**What is being asked:**
Only the lines from the line containing "Mark the blue scrub" to the end of the entries should be repeated, exactly as they appear.

**Stored data:**
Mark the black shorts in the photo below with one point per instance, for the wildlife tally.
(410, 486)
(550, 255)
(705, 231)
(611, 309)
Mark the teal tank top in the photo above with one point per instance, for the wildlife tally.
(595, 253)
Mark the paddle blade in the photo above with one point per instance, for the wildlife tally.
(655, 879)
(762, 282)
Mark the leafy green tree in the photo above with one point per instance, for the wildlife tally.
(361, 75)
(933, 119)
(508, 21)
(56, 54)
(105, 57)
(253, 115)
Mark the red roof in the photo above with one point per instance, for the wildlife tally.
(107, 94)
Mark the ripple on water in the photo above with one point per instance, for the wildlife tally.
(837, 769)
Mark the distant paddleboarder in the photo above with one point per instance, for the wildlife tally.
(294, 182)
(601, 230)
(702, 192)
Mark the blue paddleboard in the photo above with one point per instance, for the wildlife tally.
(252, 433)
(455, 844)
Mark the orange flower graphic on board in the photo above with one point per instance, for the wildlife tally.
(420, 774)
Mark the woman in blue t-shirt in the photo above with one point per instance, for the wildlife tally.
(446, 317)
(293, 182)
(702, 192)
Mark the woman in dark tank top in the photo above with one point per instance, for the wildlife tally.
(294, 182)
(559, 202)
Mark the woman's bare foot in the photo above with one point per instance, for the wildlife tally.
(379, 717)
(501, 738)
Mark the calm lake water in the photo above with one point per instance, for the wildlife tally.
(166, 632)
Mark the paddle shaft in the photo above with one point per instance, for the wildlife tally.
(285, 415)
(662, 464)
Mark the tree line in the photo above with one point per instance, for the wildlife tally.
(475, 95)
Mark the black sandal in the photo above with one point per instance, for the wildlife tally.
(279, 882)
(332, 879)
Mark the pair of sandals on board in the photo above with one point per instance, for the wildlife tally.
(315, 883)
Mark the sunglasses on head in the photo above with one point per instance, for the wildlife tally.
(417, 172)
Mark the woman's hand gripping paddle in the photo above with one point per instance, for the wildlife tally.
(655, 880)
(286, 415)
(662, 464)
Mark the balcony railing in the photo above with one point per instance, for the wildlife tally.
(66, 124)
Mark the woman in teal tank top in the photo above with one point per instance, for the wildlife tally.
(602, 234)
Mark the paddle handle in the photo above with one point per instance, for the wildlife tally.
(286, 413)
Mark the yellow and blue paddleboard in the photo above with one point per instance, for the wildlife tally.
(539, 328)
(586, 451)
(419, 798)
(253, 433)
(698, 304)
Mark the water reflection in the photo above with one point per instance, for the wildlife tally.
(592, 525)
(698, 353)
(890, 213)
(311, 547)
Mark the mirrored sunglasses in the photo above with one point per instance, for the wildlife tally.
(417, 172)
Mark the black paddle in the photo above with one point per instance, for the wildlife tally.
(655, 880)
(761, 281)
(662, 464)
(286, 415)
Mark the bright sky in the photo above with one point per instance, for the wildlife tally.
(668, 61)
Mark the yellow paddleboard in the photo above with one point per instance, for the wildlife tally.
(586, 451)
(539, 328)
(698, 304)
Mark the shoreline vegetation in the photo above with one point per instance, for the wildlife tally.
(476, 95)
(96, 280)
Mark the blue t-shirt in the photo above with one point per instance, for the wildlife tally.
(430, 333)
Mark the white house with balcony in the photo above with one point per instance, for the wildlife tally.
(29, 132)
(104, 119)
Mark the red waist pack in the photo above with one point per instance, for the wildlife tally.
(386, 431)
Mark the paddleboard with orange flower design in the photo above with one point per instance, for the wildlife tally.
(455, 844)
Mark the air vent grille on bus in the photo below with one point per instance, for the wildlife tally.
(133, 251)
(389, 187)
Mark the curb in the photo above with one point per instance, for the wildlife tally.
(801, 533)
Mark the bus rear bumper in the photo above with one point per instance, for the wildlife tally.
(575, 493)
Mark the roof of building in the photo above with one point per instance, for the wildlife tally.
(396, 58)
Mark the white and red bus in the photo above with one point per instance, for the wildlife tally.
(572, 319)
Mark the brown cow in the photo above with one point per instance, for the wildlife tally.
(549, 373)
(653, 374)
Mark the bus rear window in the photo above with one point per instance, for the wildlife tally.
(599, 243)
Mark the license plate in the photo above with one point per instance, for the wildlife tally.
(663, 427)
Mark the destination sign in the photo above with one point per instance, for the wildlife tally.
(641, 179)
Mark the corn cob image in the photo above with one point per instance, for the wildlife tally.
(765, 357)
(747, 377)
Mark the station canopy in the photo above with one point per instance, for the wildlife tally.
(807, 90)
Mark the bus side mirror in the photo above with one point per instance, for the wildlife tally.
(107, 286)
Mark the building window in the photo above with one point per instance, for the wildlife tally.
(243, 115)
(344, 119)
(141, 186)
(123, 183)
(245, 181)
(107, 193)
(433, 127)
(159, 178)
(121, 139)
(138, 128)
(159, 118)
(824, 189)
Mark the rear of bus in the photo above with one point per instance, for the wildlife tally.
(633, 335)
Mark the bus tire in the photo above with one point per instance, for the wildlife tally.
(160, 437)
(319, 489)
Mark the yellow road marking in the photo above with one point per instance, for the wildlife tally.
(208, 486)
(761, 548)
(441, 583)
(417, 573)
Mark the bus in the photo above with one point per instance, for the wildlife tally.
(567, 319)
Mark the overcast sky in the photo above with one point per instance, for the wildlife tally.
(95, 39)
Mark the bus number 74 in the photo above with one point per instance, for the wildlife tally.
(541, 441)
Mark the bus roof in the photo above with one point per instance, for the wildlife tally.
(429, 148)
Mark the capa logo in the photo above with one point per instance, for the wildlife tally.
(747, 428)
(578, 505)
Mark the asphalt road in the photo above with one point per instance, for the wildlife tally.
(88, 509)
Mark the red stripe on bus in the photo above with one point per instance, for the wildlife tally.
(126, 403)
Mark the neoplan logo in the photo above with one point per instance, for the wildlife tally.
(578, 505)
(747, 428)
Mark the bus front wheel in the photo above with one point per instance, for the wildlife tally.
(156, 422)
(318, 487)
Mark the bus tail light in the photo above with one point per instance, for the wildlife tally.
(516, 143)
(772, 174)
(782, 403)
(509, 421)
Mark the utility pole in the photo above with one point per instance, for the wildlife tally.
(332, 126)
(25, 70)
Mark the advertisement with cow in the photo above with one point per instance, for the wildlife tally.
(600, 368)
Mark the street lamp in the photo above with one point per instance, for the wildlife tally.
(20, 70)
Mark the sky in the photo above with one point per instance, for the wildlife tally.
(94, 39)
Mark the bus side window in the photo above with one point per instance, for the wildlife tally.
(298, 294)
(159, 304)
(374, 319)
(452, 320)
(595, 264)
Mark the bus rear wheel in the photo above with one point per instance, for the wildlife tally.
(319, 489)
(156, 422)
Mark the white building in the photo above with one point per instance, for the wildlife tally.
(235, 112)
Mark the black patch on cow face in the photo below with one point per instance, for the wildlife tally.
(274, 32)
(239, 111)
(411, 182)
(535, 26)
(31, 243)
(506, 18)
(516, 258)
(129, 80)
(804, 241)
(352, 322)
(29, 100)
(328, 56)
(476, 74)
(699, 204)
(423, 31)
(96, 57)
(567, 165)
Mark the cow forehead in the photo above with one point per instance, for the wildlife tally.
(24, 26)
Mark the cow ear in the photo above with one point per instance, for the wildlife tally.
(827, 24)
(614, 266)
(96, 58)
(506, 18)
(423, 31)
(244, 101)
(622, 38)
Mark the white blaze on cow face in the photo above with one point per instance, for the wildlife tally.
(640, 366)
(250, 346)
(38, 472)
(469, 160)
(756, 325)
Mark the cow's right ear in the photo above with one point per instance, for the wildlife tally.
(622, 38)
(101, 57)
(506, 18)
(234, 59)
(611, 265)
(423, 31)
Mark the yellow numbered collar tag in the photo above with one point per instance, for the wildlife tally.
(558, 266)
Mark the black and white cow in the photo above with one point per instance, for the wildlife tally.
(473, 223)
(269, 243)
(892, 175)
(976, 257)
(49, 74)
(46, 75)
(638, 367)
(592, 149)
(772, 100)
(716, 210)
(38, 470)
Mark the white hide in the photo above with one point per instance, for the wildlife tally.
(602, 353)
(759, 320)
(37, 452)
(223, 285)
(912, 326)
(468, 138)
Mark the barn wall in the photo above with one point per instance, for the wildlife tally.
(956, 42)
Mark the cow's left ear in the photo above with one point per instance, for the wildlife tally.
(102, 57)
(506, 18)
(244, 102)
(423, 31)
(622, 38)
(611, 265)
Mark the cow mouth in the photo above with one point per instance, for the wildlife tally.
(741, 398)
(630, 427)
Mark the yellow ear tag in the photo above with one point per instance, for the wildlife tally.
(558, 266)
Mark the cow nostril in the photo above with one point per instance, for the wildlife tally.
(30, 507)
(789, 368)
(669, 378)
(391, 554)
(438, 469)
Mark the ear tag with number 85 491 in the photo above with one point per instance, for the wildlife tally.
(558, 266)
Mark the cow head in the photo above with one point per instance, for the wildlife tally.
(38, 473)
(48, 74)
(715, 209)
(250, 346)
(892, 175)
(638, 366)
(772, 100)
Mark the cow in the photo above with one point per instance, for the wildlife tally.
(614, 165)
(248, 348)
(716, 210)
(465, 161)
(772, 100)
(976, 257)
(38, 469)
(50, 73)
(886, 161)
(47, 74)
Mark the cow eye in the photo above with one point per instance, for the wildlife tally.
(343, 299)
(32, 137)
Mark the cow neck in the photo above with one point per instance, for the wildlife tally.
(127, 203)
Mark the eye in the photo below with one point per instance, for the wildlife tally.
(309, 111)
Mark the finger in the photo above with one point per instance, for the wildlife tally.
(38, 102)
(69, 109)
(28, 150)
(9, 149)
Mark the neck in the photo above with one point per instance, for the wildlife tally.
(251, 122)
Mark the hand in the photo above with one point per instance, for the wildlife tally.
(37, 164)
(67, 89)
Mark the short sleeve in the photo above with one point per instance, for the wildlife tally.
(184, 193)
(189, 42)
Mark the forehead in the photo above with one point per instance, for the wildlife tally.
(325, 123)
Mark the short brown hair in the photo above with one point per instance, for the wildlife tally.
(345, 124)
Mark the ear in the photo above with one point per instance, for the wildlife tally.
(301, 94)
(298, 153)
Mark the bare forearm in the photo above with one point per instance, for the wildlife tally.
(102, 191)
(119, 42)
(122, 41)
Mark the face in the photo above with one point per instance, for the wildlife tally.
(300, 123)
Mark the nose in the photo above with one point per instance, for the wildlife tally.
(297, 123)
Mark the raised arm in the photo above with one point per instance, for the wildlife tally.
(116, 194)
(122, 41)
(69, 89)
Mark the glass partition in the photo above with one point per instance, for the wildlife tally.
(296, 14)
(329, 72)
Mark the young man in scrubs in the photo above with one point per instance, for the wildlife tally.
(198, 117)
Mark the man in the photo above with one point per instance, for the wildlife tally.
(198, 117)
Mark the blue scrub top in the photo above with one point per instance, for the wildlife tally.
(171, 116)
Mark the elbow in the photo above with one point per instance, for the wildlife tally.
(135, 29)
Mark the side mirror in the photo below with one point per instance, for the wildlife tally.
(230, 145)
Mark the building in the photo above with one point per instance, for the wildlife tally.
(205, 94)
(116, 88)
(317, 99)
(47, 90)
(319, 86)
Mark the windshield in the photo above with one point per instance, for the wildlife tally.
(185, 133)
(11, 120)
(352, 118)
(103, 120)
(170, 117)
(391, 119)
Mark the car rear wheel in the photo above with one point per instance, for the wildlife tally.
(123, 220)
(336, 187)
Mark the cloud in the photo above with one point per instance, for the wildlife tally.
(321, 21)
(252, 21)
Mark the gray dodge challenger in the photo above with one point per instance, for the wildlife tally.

**Written solution:**
Mark the blue scrub top in the photo above with one point per instance, for the wildlife tally.
(171, 116)
Mark the elbow in the photo above with one point per instance, for the wildlife tally.
(135, 29)
Mark the side mirror in the photo below with one point per instance, for the wildlife tally.
(230, 145)
Mark the building in the photo above with one point per instance, for the wildlife tally.
(205, 94)
(116, 88)
(317, 99)
(47, 90)
(319, 86)
Mark the windshield in the photo above with one point per instance, for the wildlife tally.
(185, 133)
(11, 120)
(352, 118)
(103, 120)
(170, 117)
(391, 119)
Mark the car rear wheel in the photo above with one point per instance, for the wildlife tally.
(123, 220)
(336, 187)
Mark the cloud in the photo above with one point per instance, for the wildlife tally.
(321, 21)
(252, 21)
Mark the gray dodge challenger in the photo above with one point per instance, for the wildlife tally.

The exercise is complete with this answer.